» **AIM OF THE TASK**: In the material below, switch every "species-monitoring database" to "wildlife survey records" and write the lines out again with nothing else changed. Leave the pictures out of your answer.

───── RECORDS FOR THIS EXERCISE

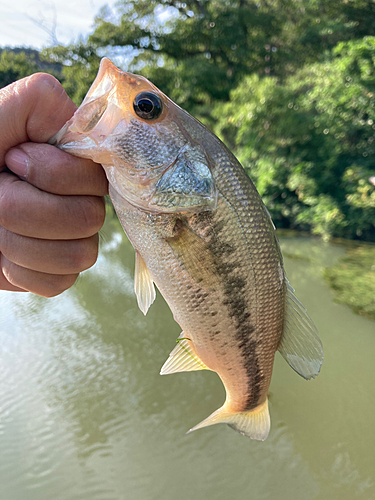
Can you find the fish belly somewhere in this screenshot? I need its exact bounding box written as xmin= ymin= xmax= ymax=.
xmin=111 ymin=180 xmax=285 ymax=412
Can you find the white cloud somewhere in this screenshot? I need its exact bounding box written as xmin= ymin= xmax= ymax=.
xmin=0 ymin=0 xmax=115 ymax=49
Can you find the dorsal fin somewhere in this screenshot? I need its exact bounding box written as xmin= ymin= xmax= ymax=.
xmin=160 ymin=332 xmax=209 ymax=375
xmin=134 ymin=250 xmax=156 ymax=315
xmin=279 ymin=280 xmax=324 ymax=380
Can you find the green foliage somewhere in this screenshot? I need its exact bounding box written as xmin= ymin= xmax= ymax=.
xmin=324 ymin=246 xmax=375 ymax=319
xmin=214 ymin=37 xmax=375 ymax=239
xmin=0 ymin=50 xmax=38 ymax=88
xmin=30 ymin=0 xmax=375 ymax=240
xmin=41 ymin=40 xmax=101 ymax=106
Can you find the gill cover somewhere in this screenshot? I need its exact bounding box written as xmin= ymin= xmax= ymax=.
xmin=150 ymin=147 xmax=217 ymax=212
xmin=49 ymin=58 xmax=217 ymax=213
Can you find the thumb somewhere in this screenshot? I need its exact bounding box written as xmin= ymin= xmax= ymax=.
xmin=0 ymin=73 xmax=76 ymax=171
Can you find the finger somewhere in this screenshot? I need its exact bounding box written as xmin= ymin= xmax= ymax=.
xmin=0 ymin=254 xmax=78 ymax=297
xmin=0 ymin=73 xmax=76 ymax=167
xmin=0 ymin=227 xmax=99 ymax=274
xmin=0 ymin=172 xmax=105 ymax=240
xmin=5 ymin=142 xmax=108 ymax=196
xmin=0 ymin=254 xmax=27 ymax=292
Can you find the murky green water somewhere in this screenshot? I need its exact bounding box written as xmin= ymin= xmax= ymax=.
xmin=0 ymin=216 xmax=375 ymax=500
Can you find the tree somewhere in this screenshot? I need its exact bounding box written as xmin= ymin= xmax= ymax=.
xmin=215 ymin=37 xmax=375 ymax=240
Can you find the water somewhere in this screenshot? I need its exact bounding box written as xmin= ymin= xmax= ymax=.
xmin=0 ymin=220 xmax=375 ymax=500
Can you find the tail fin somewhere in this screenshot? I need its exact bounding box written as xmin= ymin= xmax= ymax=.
xmin=188 ymin=399 xmax=271 ymax=441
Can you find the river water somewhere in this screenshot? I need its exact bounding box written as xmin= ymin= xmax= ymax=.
xmin=0 ymin=219 xmax=375 ymax=500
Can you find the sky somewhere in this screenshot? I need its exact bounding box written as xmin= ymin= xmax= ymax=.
xmin=0 ymin=0 xmax=116 ymax=49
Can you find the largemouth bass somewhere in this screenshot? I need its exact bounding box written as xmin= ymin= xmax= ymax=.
xmin=50 ymin=58 xmax=323 ymax=440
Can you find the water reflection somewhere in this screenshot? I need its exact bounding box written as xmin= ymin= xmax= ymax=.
xmin=0 ymin=219 xmax=375 ymax=500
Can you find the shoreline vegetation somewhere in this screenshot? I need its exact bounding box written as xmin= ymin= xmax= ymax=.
xmin=0 ymin=0 xmax=375 ymax=318
xmin=323 ymin=241 xmax=375 ymax=320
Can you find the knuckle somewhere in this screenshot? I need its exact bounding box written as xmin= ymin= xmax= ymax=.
xmin=26 ymin=73 xmax=62 ymax=93
xmin=82 ymin=196 xmax=105 ymax=233
xmin=71 ymin=235 xmax=98 ymax=272
xmin=0 ymin=174 xmax=17 ymax=229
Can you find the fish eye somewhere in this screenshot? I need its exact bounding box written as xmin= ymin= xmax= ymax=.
xmin=133 ymin=92 xmax=163 ymax=120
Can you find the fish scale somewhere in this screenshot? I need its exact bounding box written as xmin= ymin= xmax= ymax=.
xmin=50 ymin=59 xmax=323 ymax=440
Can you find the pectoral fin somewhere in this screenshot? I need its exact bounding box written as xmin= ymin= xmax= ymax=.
xmin=134 ymin=251 xmax=156 ymax=315
xmin=279 ymin=282 xmax=324 ymax=380
xmin=160 ymin=332 xmax=209 ymax=375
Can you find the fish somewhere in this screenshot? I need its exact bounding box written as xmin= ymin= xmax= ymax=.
xmin=50 ymin=58 xmax=323 ymax=441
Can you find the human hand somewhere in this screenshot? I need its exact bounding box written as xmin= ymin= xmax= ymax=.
xmin=0 ymin=73 xmax=108 ymax=297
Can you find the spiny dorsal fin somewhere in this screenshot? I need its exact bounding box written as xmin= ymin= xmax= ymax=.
xmin=134 ymin=250 xmax=156 ymax=315
xmin=160 ymin=332 xmax=209 ymax=375
xmin=187 ymin=399 xmax=271 ymax=441
xmin=279 ymin=281 xmax=324 ymax=380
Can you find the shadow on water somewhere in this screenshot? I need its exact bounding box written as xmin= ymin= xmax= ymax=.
xmin=0 ymin=219 xmax=375 ymax=500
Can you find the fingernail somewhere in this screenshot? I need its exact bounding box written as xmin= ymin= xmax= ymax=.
xmin=5 ymin=148 xmax=29 ymax=180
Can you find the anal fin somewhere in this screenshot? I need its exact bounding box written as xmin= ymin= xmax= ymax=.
xmin=160 ymin=332 xmax=209 ymax=375
xmin=187 ymin=399 xmax=271 ymax=441
xmin=134 ymin=250 xmax=156 ymax=315
xmin=279 ymin=281 xmax=324 ymax=380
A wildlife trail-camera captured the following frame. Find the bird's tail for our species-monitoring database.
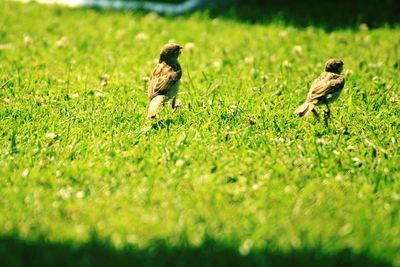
[147,95,165,119]
[294,102,314,117]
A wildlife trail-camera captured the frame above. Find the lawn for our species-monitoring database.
[0,1,400,266]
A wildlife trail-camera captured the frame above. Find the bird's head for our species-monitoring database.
[325,58,344,74]
[160,43,182,62]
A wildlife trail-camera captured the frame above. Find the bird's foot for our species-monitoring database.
[173,99,183,113]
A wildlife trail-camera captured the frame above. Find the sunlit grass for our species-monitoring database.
[0,2,400,266]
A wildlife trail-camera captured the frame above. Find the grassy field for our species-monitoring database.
[0,1,400,266]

──────────

» **RESULT OF THE EXERCISE**:
Can you find the fish belly somewhere in this screenshot? I need its exact bounding box written as xmin= ymin= xmax= ymax=.
xmin=111 ymin=180 xmax=285 ymax=412
Can you find the white cloud somewhere in this screenshot? I need its exact bounding box written as xmin= ymin= xmax= ymax=.
xmin=0 ymin=0 xmax=115 ymax=49
Can you find the dorsal fin somewhere in this screenshot? I need its exact bounding box written as xmin= ymin= xmax= ymax=.
xmin=160 ymin=332 xmax=209 ymax=375
xmin=134 ymin=250 xmax=156 ymax=315
xmin=279 ymin=280 xmax=324 ymax=380
Can you find the green foliage somewhere in this screenshot? I need its exact bounding box written as xmin= ymin= xmax= ymax=.
xmin=324 ymin=246 xmax=375 ymax=319
xmin=214 ymin=37 xmax=375 ymax=239
xmin=0 ymin=50 xmax=38 ymax=88
xmin=30 ymin=0 xmax=375 ymax=240
xmin=41 ymin=40 xmax=101 ymax=106
Can you find the gill cover somewhere in this screenshot? I need its exact bounding box written as xmin= ymin= xmax= ymax=.
xmin=150 ymin=147 xmax=217 ymax=212
xmin=49 ymin=58 xmax=217 ymax=213
Can you find the thumb somewhere in this screenshot? I need its exact bounding box written as xmin= ymin= xmax= ymax=.
xmin=0 ymin=73 xmax=76 ymax=171
Can you find the finger somewhere in this screenshot? I need its exact bounding box written as xmin= ymin= xmax= ymax=.
xmin=0 ymin=254 xmax=78 ymax=297
xmin=0 ymin=73 xmax=76 ymax=167
xmin=0 ymin=227 xmax=99 ymax=274
xmin=0 ymin=172 xmax=105 ymax=240
xmin=5 ymin=142 xmax=108 ymax=196
xmin=0 ymin=254 xmax=27 ymax=292
Can you find the murky green water somewhere in this screenshot? I need its exact bounding box written as xmin= ymin= xmax= ymax=.
xmin=0 ymin=216 xmax=375 ymax=500
Can you find the tree somewhere in this screenshot? I need its exact bounding box written as xmin= ymin= xmax= ymax=.
xmin=215 ymin=37 xmax=375 ymax=240
Can you find the water somewhere in this screenshot? I need its exact bounding box written as xmin= ymin= xmax= ymax=.
xmin=0 ymin=220 xmax=375 ymax=500
Can you find the tail fin somewhere in this screenshot? I need its exact bounding box written as xmin= ymin= xmax= ymax=.
xmin=188 ymin=399 xmax=271 ymax=441
Can you find the river water somewhere in this screenshot? I need its exact bounding box written as xmin= ymin= xmax= ymax=.
xmin=0 ymin=219 xmax=375 ymax=500
Can you find the sky somewhere in this screenshot? I need its exact bounding box written as xmin= ymin= xmax= ymax=.
xmin=0 ymin=0 xmax=116 ymax=49
Can you find the largemouth bass somewhere in this screenshot? I need its exact bounding box written as xmin= ymin= xmax= ymax=.
xmin=50 ymin=58 xmax=323 ymax=440
Can you find the water reflection somewhere in this screenshot? I need its exact bounding box written as xmin= ymin= xmax= ymax=.
xmin=0 ymin=219 xmax=375 ymax=500
Can you find the shoreline vegetation somewhere in this screenshot? I need its exact bounding box written as xmin= ymin= xmax= ymax=.
xmin=0 ymin=0 xmax=375 ymax=318
xmin=323 ymin=241 xmax=375 ymax=320
Can you find the knuckle somewhere in this screenshot? I need its exact bounding box written as xmin= ymin= xmax= ymax=.
xmin=26 ymin=73 xmax=62 ymax=93
xmin=82 ymin=196 xmax=105 ymax=233
xmin=71 ymin=235 xmax=98 ymax=272
xmin=0 ymin=174 xmax=17 ymax=229
Can you find the fish eye somewhere in this screenshot? I need its exact bounding box written as xmin= ymin= xmax= ymax=.
xmin=133 ymin=92 xmax=163 ymax=120
Can you find the fish scale somewhere in this screenshot? I need its exact bounding box written as xmin= ymin= xmax= ymax=.
xmin=50 ymin=59 xmax=323 ymax=440
Can you find the pectoral fin somewhere in this screenshot? I need its exact bounding box written as xmin= ymin= xmax= ymax=.
xmin=134 ymin=251 xmax=156 ymax=315
xmin=279 ymin=282 xmax=324 ymax=380
xmin=160 ymin=332 xmax=209 ymax=375
Can you find the fish somewhere in this screenshot? I need its exact bounding box written as xmin= ymin= xmax= ymax=.
xmin=50 ymin=58 xmax=323 ymax=441
Can you find the human hand somewhere in this screenshot? I need its exact bounding box written as xmin= ymin= xmax= ymax=.
xmin=0 ymin=73 xmax=108 ymax=297
Can you find the spiny dorsal fin somewhere in this screenshot? I need its exact bounding box written as xmin= ymin= xmax= ymax=.
xmin=134 ymin=250 xmax=156 ymax=315
xmin=160 ymin=332 xmax=209 ymax=375
xmin=187 ymin=399 xmax=271 ymax=441
xmin=279 ymin=281 xmax=324 ymax=380
Can you find the shadow on water somewhere in this screenshot? I need its exact bounding box written as xmin= ymin= xmax= ymax=.
xmin=0 ymin=219 xmax=375 ymax=500
Can you find the fingernail somewhere in this screenshot? I need its exact bounding box written as xmin= ymin= xmax= ymax=.
xmin=5 ymin=148 xmax=29 ymax=180
Can you find the anal fin somewhere in this screenshot? I need its exact bounding box written as xmin= ymin= xmax= ymax=.
xmin=160 ymin=332 xmax=209 ymax=375
xmin=187 ymin=399 xmax=271 ymax=441
xmin=134 ymin=250 xmax=156 ymax=315
xmin=279 ymin=281 xmax=324 ymax=380
A wildlife trail-camera captured the following frame. Find the bird's tail for our wildlife survey records.
[147,95,165,119]
[294,102,314,117]
A wildlife trail-camera captured the frame above. Find the lawn for our wildlife survey records.
[0,1,400,266]
A wildlife trail-camera captured the frame above. Find the bird's head for our wildlife survey records.
[325,58,344,74]
[160,43,182,62]
A wildlife trail-camera captured the frame above. Find the bird's foot for our wildlife survey records.
[173,99,183,113]
A wildlife trail-camera captured the frame above. Find the sunlit grass for our wildlife survey records.
[0,2,400,266]
A wildlife trail-camera captured the frame above. Find the grassy field for our wildlife survey records.
[0,1,400,266]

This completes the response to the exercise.